WHAT TO DO: Working from the entries below, count every line that includes the word "nacelle". Return the figure alone.

Saved data entries
※

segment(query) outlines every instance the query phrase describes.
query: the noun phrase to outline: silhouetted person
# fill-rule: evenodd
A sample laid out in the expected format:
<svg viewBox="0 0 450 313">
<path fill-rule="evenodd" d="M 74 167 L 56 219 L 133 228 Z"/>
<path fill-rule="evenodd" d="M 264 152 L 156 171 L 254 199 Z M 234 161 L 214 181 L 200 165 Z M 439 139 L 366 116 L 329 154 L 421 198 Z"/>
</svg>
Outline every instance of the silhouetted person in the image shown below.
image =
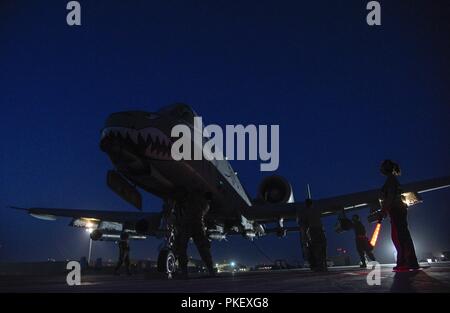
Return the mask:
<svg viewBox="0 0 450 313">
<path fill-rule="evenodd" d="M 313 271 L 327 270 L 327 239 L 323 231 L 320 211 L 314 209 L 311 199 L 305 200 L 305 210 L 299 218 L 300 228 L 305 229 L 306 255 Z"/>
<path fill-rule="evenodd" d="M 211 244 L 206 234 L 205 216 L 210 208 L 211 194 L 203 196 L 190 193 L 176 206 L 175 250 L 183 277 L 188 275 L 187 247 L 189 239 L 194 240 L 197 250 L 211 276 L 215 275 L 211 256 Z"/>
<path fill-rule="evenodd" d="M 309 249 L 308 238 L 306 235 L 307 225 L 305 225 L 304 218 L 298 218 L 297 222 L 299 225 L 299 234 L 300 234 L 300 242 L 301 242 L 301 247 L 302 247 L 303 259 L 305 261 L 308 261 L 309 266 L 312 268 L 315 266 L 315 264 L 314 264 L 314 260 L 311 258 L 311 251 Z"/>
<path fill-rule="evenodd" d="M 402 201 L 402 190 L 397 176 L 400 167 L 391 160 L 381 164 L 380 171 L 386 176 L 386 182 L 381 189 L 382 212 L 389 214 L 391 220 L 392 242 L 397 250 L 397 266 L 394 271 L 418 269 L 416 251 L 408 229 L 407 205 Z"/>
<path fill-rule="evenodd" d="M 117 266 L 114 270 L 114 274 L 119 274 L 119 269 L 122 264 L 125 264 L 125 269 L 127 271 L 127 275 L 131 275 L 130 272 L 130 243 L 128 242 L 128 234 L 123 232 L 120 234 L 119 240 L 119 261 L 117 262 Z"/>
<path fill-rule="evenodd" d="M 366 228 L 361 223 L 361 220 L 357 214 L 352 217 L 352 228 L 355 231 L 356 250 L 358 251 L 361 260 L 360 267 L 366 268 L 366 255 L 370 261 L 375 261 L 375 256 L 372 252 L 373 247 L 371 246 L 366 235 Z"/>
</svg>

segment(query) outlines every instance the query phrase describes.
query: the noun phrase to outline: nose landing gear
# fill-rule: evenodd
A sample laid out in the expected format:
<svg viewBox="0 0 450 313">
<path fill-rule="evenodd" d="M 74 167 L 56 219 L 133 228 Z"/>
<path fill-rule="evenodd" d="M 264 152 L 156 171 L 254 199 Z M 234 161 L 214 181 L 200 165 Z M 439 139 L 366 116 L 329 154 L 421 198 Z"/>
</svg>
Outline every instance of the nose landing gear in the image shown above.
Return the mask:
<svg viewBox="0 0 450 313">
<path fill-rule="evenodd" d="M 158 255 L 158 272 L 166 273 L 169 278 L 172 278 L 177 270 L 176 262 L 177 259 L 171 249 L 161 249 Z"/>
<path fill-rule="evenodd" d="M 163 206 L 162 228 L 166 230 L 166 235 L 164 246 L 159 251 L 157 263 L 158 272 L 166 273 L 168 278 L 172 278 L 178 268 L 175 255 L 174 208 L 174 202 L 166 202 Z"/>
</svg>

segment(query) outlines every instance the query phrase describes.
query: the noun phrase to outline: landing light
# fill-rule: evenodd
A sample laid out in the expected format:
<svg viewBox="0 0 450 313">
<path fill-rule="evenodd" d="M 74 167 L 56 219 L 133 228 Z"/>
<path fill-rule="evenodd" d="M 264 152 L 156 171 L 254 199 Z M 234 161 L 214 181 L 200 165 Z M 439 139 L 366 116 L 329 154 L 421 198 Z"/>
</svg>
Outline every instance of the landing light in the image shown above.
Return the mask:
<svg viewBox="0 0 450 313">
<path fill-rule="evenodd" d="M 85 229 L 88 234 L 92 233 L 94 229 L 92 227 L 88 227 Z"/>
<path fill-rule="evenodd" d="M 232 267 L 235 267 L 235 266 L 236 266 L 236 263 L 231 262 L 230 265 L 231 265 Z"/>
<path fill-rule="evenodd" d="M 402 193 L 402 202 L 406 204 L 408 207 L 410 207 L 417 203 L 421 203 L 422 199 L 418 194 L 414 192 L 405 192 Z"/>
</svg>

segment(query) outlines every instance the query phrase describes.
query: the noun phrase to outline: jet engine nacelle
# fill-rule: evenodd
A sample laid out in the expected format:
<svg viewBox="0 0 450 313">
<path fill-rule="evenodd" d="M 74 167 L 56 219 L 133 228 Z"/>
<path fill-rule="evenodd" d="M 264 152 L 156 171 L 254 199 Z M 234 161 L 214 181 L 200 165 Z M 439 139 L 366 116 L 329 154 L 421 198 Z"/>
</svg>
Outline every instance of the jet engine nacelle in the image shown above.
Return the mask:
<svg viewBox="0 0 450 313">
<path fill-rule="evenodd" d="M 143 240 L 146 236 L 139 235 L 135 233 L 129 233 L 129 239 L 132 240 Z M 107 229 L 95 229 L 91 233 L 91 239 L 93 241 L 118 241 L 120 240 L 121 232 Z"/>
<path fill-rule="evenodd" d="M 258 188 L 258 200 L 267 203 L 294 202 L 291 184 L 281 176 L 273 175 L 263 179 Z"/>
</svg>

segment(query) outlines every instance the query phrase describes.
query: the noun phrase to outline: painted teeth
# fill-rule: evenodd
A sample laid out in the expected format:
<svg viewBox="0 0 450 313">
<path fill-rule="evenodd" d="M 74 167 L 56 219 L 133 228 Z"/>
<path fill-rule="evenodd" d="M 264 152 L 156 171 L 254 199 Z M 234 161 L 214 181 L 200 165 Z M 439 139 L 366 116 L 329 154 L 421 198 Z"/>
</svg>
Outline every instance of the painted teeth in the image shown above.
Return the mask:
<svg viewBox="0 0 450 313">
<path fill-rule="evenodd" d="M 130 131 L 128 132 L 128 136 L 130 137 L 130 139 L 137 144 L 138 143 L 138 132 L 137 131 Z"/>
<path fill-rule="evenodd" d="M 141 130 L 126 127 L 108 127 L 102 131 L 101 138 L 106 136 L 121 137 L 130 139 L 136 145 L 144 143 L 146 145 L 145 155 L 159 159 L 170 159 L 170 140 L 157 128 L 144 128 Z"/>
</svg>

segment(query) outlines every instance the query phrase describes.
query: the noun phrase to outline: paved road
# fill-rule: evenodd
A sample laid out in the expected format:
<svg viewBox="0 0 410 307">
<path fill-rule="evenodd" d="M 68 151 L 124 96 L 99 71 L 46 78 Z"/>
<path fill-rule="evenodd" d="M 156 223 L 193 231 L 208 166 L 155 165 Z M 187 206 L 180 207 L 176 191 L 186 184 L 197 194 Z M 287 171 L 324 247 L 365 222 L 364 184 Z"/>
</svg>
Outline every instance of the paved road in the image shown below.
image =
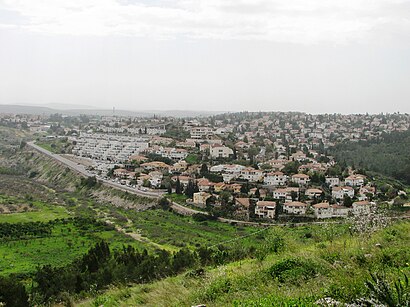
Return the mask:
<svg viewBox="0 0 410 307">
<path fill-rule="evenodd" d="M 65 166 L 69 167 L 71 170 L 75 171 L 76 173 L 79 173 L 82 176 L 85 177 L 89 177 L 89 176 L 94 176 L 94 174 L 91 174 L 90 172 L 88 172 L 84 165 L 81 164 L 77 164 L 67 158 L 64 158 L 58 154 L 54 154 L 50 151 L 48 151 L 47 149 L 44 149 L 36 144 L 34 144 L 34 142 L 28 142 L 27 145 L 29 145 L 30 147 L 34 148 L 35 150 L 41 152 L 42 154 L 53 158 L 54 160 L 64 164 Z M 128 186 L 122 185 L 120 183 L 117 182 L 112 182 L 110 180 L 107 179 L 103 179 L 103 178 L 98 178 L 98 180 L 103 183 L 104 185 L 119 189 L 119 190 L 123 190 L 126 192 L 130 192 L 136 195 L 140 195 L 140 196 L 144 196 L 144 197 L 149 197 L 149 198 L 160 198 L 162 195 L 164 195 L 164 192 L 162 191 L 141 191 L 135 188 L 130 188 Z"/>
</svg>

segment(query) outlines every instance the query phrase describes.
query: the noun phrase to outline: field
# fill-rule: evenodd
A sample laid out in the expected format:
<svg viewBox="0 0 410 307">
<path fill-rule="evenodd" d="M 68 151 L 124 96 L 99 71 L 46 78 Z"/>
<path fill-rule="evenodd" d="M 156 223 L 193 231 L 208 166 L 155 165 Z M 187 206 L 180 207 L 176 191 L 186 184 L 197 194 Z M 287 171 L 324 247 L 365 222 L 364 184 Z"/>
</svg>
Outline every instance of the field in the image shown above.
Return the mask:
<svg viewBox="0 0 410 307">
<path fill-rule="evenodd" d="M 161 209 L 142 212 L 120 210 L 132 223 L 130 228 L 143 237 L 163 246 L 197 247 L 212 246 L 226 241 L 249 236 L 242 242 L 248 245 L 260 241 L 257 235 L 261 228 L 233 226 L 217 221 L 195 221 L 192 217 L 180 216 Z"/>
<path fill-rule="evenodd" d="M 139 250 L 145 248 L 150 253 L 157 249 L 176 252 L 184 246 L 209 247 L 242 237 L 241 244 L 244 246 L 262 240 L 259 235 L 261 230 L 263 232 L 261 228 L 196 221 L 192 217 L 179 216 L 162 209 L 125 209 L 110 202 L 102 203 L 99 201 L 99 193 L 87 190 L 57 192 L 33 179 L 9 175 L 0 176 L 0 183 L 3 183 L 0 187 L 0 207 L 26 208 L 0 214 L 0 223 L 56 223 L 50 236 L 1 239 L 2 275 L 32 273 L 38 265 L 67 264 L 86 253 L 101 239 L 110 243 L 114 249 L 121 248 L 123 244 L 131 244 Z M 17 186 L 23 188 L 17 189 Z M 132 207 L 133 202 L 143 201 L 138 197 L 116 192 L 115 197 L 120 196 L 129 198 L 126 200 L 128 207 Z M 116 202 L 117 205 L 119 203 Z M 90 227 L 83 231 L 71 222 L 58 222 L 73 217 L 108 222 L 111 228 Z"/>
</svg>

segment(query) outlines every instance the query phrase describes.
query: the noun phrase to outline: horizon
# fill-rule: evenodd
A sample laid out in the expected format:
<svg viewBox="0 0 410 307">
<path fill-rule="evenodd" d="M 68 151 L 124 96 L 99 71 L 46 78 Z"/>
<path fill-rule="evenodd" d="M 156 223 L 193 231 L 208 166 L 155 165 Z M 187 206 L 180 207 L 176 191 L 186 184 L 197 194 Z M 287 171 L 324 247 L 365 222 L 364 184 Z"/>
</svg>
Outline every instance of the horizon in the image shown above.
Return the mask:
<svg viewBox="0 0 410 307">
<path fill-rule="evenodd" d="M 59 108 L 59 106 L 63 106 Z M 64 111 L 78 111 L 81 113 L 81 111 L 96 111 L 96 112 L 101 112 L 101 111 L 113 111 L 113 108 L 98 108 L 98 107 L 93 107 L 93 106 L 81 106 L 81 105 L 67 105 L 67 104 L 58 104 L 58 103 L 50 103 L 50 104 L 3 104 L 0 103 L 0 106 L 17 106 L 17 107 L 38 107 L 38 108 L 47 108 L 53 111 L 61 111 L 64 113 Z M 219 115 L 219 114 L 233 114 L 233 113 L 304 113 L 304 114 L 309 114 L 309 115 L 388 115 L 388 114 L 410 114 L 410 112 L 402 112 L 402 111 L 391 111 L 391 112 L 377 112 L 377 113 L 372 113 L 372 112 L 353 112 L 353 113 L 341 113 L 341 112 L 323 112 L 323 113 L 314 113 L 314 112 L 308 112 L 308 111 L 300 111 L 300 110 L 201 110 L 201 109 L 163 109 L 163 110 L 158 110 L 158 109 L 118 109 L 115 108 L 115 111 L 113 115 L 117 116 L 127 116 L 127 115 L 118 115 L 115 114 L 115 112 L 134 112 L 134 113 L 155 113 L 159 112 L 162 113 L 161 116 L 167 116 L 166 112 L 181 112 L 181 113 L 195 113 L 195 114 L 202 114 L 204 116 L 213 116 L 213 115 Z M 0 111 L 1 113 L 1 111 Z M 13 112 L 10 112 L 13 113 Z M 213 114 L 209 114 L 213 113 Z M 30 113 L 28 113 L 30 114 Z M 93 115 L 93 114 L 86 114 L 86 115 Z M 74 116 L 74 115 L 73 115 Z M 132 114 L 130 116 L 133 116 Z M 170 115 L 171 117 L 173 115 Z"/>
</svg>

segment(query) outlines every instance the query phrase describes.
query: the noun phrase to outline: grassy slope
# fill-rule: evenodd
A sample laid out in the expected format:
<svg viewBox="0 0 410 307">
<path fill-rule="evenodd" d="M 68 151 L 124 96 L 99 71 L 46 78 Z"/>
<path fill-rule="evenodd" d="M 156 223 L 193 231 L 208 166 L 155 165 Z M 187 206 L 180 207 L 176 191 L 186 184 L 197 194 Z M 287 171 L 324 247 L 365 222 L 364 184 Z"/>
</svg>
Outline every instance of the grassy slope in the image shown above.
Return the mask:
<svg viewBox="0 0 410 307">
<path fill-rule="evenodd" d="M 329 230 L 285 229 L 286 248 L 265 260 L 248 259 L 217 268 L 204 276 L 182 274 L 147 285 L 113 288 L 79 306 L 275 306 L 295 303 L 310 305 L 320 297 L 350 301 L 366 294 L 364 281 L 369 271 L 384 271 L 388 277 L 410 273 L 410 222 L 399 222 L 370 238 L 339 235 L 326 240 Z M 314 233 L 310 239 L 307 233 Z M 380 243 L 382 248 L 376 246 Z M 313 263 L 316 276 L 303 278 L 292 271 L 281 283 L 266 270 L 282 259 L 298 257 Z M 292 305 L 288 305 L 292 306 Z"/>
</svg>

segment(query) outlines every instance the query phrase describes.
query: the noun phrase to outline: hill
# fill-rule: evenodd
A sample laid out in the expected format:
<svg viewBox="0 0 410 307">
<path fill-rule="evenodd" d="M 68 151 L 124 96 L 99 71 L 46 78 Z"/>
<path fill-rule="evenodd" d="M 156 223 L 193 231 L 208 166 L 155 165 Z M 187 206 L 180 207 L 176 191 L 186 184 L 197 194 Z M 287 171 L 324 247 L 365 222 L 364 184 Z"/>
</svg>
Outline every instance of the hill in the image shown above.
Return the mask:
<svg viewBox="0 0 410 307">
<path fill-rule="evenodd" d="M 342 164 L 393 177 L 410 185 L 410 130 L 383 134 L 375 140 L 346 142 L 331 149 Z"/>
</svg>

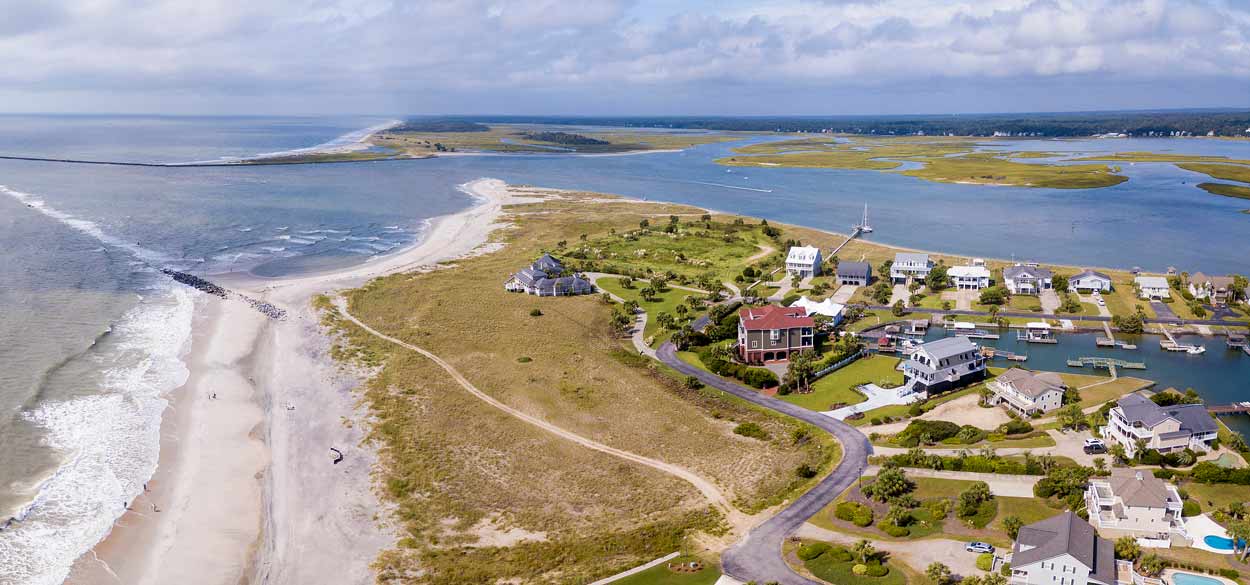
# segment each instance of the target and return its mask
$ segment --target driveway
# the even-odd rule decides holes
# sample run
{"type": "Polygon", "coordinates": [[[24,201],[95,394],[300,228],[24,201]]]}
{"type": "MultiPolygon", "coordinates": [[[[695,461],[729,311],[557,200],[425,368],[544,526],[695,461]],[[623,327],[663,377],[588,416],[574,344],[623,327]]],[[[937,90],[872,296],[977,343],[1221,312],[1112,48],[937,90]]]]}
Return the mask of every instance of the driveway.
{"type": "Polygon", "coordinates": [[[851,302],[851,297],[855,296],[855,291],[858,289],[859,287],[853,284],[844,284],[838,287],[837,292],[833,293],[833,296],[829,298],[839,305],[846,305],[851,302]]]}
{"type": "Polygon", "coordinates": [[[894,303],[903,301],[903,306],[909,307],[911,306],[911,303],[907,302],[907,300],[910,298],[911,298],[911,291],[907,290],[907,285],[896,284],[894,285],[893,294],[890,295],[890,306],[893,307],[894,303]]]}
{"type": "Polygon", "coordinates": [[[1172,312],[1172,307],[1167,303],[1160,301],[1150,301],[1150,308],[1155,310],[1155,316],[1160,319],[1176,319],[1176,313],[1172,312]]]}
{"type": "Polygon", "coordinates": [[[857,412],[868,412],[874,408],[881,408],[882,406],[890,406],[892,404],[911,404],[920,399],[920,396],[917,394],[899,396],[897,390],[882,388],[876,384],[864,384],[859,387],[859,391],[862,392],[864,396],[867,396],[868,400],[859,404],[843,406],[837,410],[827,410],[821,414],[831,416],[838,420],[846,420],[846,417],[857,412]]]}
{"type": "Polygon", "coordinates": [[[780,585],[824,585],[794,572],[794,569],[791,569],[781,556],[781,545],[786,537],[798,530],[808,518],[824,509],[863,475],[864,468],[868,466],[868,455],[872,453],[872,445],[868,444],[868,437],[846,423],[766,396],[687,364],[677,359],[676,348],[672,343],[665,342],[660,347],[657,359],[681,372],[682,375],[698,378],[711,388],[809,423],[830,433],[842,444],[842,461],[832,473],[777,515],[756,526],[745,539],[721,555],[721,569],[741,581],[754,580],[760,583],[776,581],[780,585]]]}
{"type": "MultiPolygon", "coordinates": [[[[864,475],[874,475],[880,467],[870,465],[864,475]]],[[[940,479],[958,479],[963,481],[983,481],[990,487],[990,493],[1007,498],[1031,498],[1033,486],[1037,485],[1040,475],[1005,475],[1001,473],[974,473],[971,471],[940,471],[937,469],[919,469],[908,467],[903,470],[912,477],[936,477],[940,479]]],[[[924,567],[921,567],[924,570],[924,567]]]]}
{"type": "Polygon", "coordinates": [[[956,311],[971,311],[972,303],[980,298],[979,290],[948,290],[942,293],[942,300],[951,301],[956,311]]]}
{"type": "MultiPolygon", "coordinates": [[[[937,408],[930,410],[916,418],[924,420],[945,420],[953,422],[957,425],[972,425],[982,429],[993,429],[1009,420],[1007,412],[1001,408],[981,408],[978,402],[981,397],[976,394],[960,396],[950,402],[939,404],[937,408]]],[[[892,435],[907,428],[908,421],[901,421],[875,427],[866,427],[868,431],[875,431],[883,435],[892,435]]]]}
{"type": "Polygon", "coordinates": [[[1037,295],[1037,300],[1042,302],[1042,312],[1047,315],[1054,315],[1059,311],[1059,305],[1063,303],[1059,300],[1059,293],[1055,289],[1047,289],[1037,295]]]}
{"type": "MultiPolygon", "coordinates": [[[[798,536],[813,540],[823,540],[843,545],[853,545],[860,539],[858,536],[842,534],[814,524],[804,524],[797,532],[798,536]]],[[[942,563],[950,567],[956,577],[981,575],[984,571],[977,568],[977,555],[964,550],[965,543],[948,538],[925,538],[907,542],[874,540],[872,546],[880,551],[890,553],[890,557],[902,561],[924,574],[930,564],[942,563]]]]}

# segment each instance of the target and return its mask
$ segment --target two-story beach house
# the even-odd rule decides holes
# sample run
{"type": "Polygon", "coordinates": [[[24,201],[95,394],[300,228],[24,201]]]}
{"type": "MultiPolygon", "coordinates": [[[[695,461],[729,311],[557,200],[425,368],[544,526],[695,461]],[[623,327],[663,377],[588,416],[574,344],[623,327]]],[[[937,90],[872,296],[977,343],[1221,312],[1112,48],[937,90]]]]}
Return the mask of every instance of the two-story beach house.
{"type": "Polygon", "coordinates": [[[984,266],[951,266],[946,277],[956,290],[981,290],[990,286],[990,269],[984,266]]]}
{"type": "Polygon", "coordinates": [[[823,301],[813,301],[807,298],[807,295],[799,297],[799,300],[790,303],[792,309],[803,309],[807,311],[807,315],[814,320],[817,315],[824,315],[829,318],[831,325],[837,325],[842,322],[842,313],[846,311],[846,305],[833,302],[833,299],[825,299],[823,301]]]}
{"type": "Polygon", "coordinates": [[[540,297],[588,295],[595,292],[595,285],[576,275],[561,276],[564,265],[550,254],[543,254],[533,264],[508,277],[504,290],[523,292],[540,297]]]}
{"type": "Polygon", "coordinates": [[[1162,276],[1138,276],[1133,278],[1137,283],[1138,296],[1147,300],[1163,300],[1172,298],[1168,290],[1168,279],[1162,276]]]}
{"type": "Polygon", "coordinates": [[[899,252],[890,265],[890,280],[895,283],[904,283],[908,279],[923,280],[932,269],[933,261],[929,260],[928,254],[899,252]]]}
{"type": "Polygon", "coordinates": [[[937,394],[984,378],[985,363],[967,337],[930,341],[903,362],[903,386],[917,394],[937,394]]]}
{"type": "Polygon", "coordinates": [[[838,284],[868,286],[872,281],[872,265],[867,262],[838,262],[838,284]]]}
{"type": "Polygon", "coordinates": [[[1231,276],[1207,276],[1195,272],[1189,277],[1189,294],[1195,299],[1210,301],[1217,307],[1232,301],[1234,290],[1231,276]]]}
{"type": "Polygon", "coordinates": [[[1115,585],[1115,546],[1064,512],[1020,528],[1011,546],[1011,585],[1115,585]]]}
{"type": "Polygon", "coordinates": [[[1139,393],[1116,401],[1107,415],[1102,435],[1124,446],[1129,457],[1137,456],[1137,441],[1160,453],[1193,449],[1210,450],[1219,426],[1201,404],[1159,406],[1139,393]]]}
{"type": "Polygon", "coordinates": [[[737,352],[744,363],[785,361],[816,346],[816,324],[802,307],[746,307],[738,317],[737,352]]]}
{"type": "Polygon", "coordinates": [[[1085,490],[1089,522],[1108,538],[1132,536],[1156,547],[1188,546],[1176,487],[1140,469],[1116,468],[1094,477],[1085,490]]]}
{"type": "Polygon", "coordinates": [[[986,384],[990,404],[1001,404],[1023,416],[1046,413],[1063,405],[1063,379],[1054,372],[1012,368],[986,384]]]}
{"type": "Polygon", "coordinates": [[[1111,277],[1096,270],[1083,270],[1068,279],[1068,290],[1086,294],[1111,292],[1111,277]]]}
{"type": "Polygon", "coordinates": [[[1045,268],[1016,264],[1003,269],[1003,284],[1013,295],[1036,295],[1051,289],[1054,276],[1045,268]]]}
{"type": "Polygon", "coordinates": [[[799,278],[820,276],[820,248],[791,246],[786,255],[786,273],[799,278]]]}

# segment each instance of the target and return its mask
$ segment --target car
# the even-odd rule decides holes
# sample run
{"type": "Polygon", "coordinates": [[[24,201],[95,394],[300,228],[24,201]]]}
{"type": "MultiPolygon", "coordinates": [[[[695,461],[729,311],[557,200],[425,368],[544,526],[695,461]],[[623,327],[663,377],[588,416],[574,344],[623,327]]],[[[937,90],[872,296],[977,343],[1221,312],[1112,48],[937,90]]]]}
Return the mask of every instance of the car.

※

EXERCISE ANSWER: 2